[Start SOURCE TEXT]
High frequency control of a semiconductor switch

Abstract

Resonant gate driver circuits provide for an efficient switching of, for example, a MOSFET. However, often an operation of the resonant gate driver circuit does not allow for an application where high switching frequencies are required. According to the present invention, a pre-charging of the inductor of the resonant gate drive circuit is performed. This allows for a highly energy efficient and fast operation of the MOSFET.

Description

The present invention relates to the control of a semiconductor switch, and, more specifically, to an improved operation of a resonant driver circuit for a semiconductor switch. In particular, the present invention relates to a method of operating a resonant driver circuit for driving a semiconductor switch and to a control circuit for operating a resonant driver circuit for driving a semiconductor switch.
[End SOURCE TEXT]
TASKS AND EXERCISES
(A) The Description section of the switch-control text states what the present invention relates to. List each of those things.
(B) Write out the portion of the switch-control text starting at "Resonant gate driver circuits" and ending at "driving a semiconductor switch.".
(C) Continue the switch-control text from its last sentence onward.
[Start RECORDED DATA]
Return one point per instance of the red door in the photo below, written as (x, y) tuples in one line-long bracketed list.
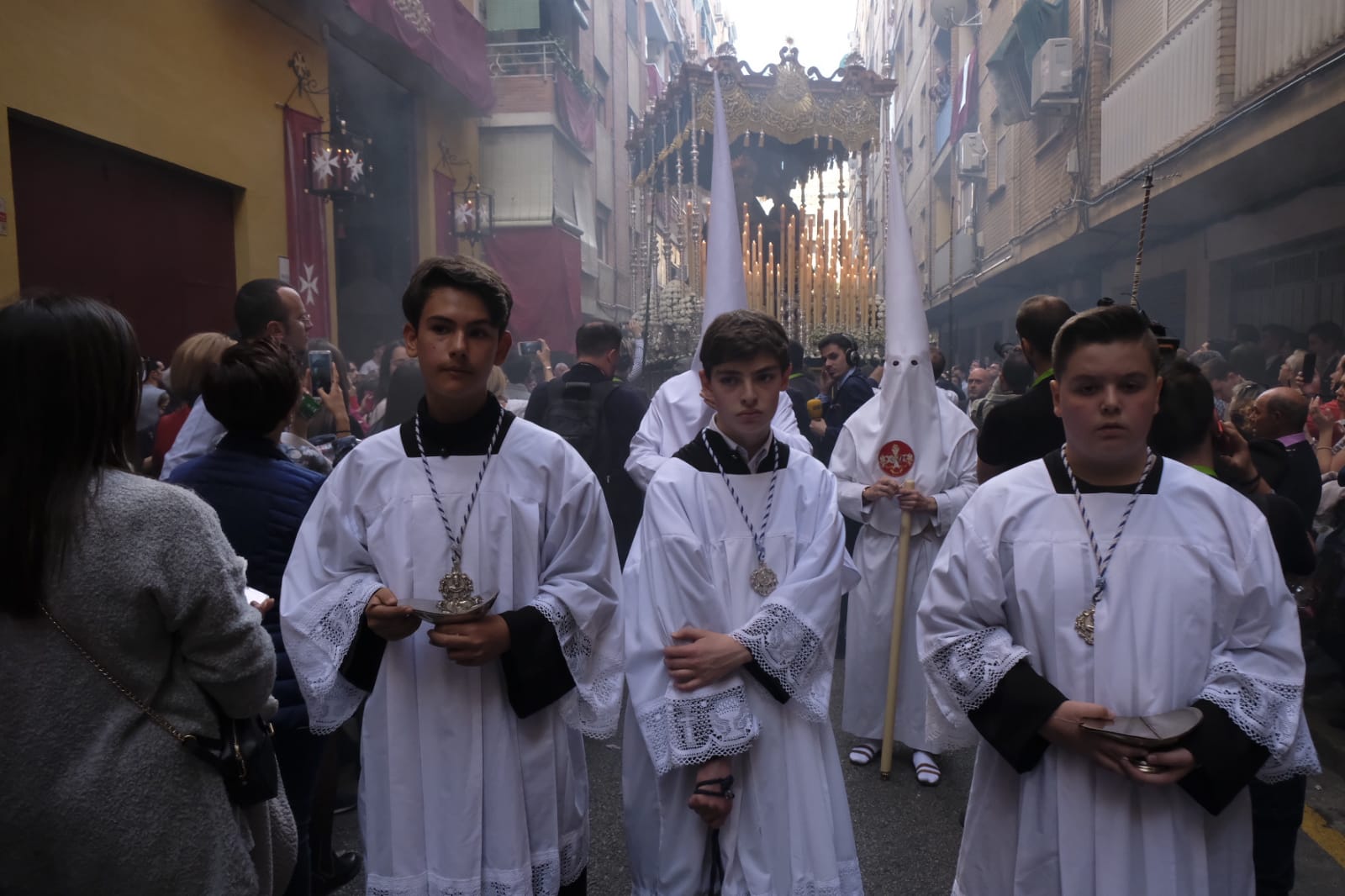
[(152, 240)]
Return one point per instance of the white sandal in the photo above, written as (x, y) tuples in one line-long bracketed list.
[(927, 770), (862, 752)]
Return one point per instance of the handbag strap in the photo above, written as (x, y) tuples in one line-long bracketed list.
[(187, 741)]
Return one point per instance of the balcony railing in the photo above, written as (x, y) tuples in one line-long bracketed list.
[(529, 58), (1275, 37), (1169, 96)]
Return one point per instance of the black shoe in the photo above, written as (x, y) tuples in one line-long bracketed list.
[(342, 869)]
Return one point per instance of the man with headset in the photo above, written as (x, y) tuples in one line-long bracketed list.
[(849, 389)]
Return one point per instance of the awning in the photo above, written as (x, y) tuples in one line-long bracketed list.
[(1010, 65), (441, 34)]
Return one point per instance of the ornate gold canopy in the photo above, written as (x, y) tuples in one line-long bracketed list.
[(809, 119)]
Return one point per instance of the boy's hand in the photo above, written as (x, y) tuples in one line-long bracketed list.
[(705, 660), (472, 643), (388, 619), (713, 810)]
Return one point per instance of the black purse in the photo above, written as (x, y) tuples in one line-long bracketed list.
[(244, 754)]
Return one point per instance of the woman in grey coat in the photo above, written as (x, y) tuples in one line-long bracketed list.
[(98, 797)]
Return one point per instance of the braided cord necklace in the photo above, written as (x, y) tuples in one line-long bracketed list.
[(456, 588), (763, 577), (1084, 622)]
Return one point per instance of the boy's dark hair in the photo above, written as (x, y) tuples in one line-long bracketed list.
[(936, 361), (1039, 319), (257, 304), (741, 335), (1103, 326), (253, 389), (459, 272), (596, 338), (1185, 410)]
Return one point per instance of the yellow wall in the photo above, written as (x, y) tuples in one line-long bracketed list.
[(193, 82)]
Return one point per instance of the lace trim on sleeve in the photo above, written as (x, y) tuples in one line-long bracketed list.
[(970, 669), (593, 708), (787, 647), (318, 656), (690, 730), (1270, 714)]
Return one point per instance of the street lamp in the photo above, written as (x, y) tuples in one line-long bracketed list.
[(474, 213), (338, 163)]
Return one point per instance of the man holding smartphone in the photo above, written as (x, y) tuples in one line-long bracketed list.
[(264, 308)]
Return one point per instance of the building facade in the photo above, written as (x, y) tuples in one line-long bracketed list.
[(145, 152), (1026, 129)]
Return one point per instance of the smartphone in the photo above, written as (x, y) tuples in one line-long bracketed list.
[(320, 365)]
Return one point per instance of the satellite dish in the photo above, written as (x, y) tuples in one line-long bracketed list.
[(947, 13)]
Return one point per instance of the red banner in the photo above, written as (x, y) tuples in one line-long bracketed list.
[(541, 266), (446, 241), (440, 33), (306, 224)]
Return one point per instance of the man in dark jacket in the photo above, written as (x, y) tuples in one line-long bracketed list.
[(849, 390), (598, 417), (261, 498), (1284, 454)]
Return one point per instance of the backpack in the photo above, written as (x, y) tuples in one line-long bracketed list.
[(575, 414)]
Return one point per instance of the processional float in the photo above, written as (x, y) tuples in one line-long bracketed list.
[(798, 136)]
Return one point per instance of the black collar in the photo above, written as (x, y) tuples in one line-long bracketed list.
[(464, 437), (1060, 479), (585, 372), (249, 444), (696, 456)]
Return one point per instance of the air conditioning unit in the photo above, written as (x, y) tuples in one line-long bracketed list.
[(1053, 76), (972, 155)]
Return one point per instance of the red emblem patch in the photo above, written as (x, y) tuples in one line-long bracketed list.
[(896, 459)]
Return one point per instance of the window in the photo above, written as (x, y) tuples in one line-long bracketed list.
[(1048, 128), (1002, 159), (603, 233), (600, 87)]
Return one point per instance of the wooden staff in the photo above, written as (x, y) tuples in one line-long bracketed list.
[(899, 607), (1143, 226)]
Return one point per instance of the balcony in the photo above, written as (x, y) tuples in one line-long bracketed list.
[(1274, 38), (1169, 96), (943, 125)]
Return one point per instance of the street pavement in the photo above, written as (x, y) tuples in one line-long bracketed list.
[(907, 835)]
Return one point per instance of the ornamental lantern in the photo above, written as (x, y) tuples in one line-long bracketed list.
[(474, 213), (338, 163)]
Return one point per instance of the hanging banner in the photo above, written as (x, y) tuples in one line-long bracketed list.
[(306, 224)]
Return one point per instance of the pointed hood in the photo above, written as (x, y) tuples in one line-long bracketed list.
[(908, 430), (725, 287)]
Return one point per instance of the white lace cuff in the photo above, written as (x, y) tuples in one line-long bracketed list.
[(593, 708), (690, 730), (791, 651), (318, 653), (968, 670), (1270, 714)]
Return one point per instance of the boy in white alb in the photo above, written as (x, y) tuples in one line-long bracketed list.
[(472, 756), (1098, 582), (732, 782)]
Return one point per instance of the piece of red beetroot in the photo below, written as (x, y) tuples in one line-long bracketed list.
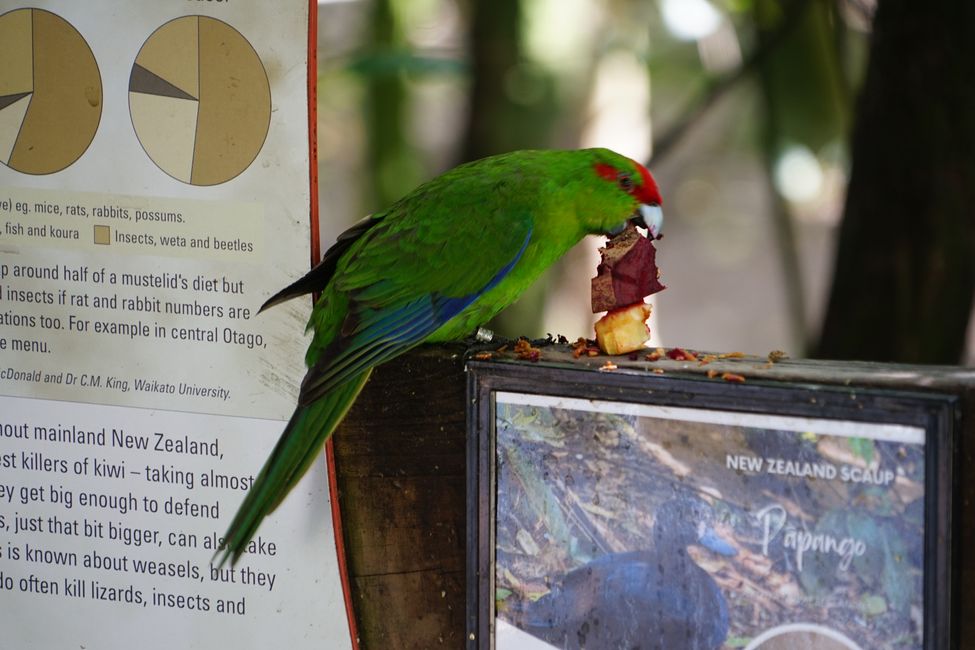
[(627, 273)]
[End RECORDED DATA]
REPLIES
(A)
- the control of a semiconductor switch
- an improved operation of a resonant driver circuit for a semiconductor switch
- a method of operating a resonant driver circuit for driving a semiconductor switch
- a control circuit for operating a resonant driver circuit for driving a semiconductor switch

(B)
Resonant gate driver circuits provide for an efficient switching of, for example, a MOSFET. However, often an operation of the resonant gate driver circuit does not allow for an application where high switching frequencies are required. According to the present invention, a pre-charging of the inductor of the resonant gate drive circuit is performed. This allows for a highly energy efficient and fast operation of the MOSFET.

Description

The present invention relates to the control of a semiconductor switch, and, more specifically, to an improved operation of a resonant driver circuit for a semiconductor switch. In particular, the present invention relates to a method of operating a resonant driver circuit for driving a semiconductor switch and to a control circuit for operating a resonant driver circuit for driving a semiconductor switch.

(C)
It is known in the prior art of power converters that the kind of gate drive circuit coupled to the power MOSFET switches has a crucial influence on the efficiency of the power converter, especially at high frequencies. Thus, various driver schemes have been developed. The gate drive power loss is proportional to the switching frequency and is a major limitation in the design of high efficient power converters in the MHz region. One approach to improve the gate drive power loss is to use a resonant gate circuit as described in a paper entitled “A MOS gate drive with resonant transitions,” by D. Maksimovic, 22nd Annual IEEE power electronics specialists conference (PESC), Jun. 23 to 27, 1991, page 523 to 527. This paper describes a gate drive that provides quasi-square wave gate-to-source voltage with low impedance between gate and source terminals in both on and off states. The equivalent gate capacitance of the power MOS transistor is charged and discharged in a resonance circuit, so that energy stored in the equivalent gate capacitance is returned to the power source of the driver.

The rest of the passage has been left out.